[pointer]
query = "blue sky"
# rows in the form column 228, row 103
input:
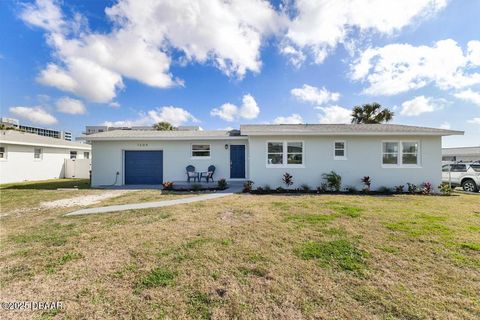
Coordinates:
column 67, row 64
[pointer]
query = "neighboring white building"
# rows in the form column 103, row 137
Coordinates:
column 29, row 157
column 390, row 154
column 464, row 154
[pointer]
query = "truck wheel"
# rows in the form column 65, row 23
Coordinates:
column 469, row 185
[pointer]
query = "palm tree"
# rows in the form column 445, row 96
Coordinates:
column 163, row 126
column 371, row 113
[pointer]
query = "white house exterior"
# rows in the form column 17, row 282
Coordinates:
column 389, row 154
column 30, row 157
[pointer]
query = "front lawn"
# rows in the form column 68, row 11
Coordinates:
column 247, row 256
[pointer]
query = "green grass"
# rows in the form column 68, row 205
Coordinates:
column 337, row 253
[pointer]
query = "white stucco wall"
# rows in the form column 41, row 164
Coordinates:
column 364, row 158
column 20, row 164
column 109, row 157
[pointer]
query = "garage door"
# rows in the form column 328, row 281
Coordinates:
column 143, row 167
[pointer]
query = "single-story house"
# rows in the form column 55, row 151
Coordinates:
column 390, row 154
column 463, row 154
column 29, row 157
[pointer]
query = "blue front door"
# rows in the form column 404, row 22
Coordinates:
column 143, row 167
column 237, row 161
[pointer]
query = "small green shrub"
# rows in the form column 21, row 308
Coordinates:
column 222, row 184
column 333, row 180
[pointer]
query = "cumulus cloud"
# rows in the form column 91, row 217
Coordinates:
column 314, row 95
column 469, row 95
column 35, row 114
column 321, row 25
column 397, row 68
column 292, row 119
column 230, row 112
column 174, row 115
column 227, row 35
column 334, row 114
column 419, row 105
column 71, row 106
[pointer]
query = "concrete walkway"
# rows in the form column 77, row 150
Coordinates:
column 146, row 205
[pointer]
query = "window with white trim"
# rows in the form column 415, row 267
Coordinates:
column 339, row 150
column 200, row 151
column 400, row 153
column 37, row 153
column 284, row 153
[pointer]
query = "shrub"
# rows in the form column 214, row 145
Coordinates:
column 333, row 180
column 426, row 188
column 411, row 187
column 222, row 183
column 367, row 182
column 445, row 189
column 287, row 179
column 305, row 187
column 248, row 186
column 384, row 190
column 167, row 185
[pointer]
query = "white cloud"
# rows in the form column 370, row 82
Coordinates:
column 174, row 115
column 292, row 119
column 314, row 95
column 71, row 106
column 474, row 121
column 334, row 114
column 418, row 105
column 229, row 112
column 35, row 114
column 226, row 34
column 397, row 68
column 469, row 95
column 321, row 25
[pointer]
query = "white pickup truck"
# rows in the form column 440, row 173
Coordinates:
column 464, row 174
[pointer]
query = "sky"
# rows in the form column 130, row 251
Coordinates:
column 218, row 64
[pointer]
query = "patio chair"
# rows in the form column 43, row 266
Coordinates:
column 209, row 174
column 191, row 173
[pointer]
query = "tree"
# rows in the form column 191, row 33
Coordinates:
column 163, row 126
column 371, row 113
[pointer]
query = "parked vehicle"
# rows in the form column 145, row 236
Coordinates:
column 465, row 175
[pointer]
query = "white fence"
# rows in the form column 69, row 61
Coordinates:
column 78, row 168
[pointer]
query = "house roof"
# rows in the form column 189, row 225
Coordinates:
column 342, row 129
column 30, row 139
column 164, row 135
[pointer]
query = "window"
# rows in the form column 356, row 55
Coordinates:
column 200, row 151
column 284, row 153
column 339, row 150
column 37, row 153
column 400, row 153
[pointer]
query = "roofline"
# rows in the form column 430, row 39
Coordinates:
column 165, row 138
column 45, row 145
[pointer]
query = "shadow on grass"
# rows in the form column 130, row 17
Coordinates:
column 48, row 184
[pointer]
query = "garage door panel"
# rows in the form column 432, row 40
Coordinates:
column 143, row 167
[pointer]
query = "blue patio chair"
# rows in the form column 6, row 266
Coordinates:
column 209, row 174
column 191, row 173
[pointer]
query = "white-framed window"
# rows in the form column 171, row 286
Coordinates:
column 340, row 150
column 3, row 153
column 37, row 153
column 285, row 154
column 200, row 151
column 400, row 153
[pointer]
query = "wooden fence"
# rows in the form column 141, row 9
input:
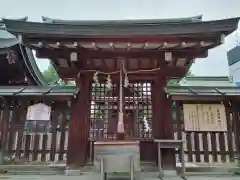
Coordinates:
column 51, row 145
column 199, row 147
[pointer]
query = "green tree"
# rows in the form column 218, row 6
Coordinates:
column 189, row 74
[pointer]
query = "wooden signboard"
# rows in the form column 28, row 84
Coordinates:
column 205, row 117
column 38, row 112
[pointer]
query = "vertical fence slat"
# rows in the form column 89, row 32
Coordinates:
column 222, row 146
column 27, row 146
column 62, row 140
column 189, row 146
column 5, row 120
column 13, row 115
column 44, row 147
column 214, row 146
column 197, row 147
column 229, row 133
column 205, row 146
column 55, row 115
column 21, row 128
column 36, row 143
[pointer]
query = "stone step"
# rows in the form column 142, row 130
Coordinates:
column 31, row 170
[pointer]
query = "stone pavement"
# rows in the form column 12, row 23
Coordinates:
column 97, row 177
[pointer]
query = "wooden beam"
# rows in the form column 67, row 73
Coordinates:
column 151, row 54
column 167, row 71
column 198, row 98
column 136, row 39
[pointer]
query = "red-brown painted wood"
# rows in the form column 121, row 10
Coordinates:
column 79, row 124
column 162, row 120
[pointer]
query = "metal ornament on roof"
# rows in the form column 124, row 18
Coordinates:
column 38, row 118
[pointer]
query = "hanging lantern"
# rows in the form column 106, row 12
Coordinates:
column 95, row 78
column 109, row 82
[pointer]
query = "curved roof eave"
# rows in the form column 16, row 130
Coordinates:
column 109, row 22
column 121, row 28
column 8, row 40
column 31, row 65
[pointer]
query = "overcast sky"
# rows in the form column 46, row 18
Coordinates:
column 214, row 65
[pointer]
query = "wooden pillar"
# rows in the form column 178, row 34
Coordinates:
column 79, row 123
column 236, row 125
column 162, row 120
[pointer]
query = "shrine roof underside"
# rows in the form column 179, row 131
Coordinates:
column 175, row 92
column 161, row 46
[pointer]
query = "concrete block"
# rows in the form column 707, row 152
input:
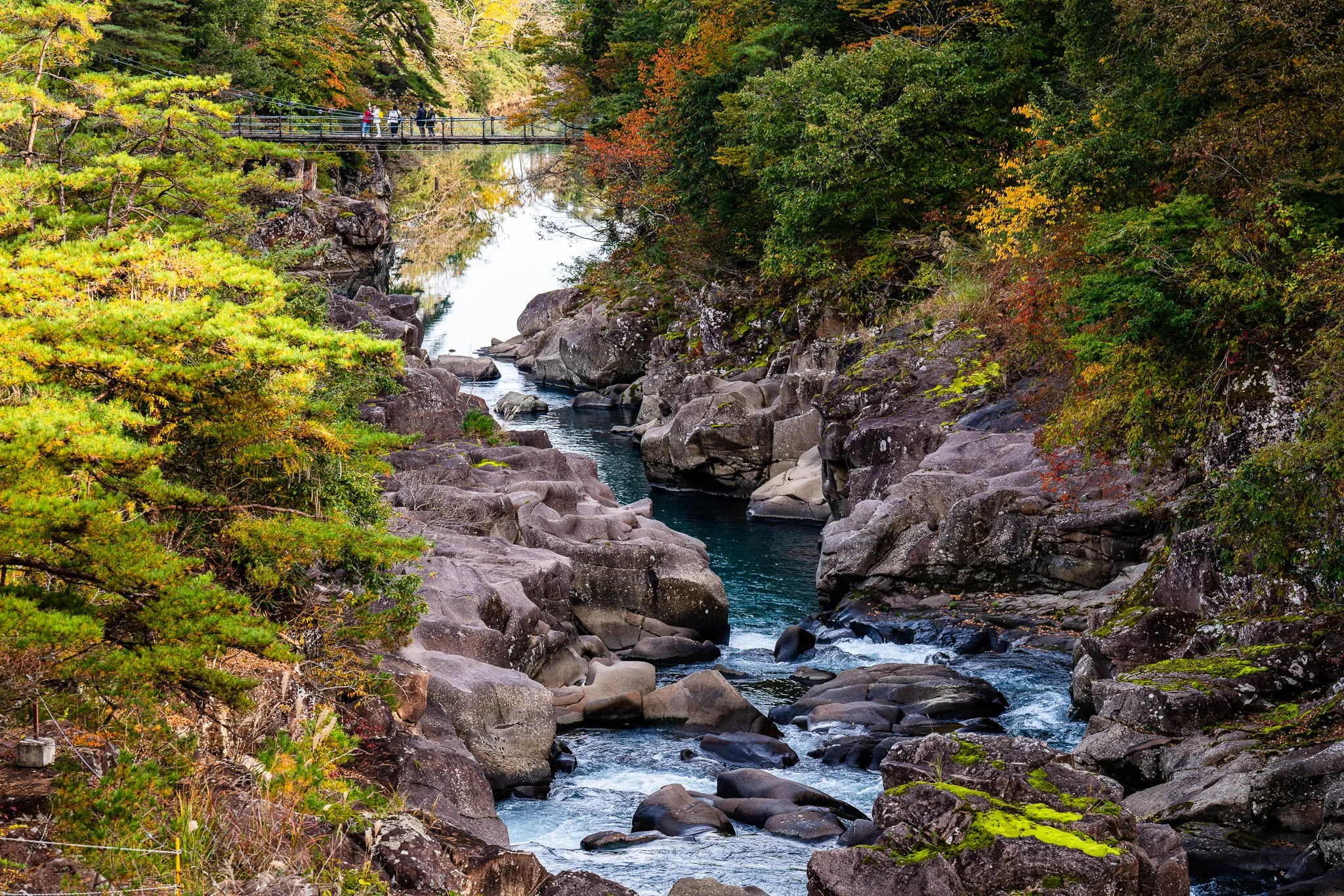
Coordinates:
column 37, row 752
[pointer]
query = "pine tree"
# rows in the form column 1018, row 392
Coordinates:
column 178, row 452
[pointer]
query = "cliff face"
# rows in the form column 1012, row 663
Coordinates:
column 1213, row 693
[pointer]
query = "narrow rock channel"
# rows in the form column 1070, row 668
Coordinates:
column 769, row 573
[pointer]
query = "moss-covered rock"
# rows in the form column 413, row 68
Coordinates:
column 992, row 815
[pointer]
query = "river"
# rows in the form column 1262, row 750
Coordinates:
column 768, row 570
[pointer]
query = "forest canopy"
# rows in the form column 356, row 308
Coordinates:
column 1144, row 205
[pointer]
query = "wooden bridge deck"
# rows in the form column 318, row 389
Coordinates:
column 350, row 131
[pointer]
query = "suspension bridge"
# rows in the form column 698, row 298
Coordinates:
column 346, row 131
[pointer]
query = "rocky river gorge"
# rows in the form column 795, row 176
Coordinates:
column 777, row 611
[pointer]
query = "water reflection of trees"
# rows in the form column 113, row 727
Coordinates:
column 450, row 205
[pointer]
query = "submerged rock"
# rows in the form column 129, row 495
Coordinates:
column 582, row 883
column 616, row 840
column 746, row 748
column 894, row 697
column 706, row 702
column 673, row 651
column 781, row 806
column 796, row 493
column 674, row 812
column 793, row 642
column 711, row 887
column 467, row 367
column 505, row 718
column 514, row 403
column 733, row 436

------------------------------------------------------------

**Try it**
Scan the listing above and report how many of its lines hold the word "fence", giving the number only.

**Answer space**
3